■ **Dataset records**
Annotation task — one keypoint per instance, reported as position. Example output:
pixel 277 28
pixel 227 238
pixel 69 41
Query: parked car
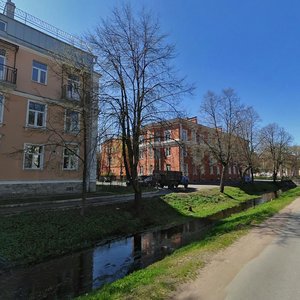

■ **To do**
Reproduce the records above exactly, leaving out every picture they contain.

■ **Solution for this problem**
Annotation task — one keypoint per instance, reported as position. Example output:
pixel 277 28
pixel 227 238
pixel 69 41
Query: parked car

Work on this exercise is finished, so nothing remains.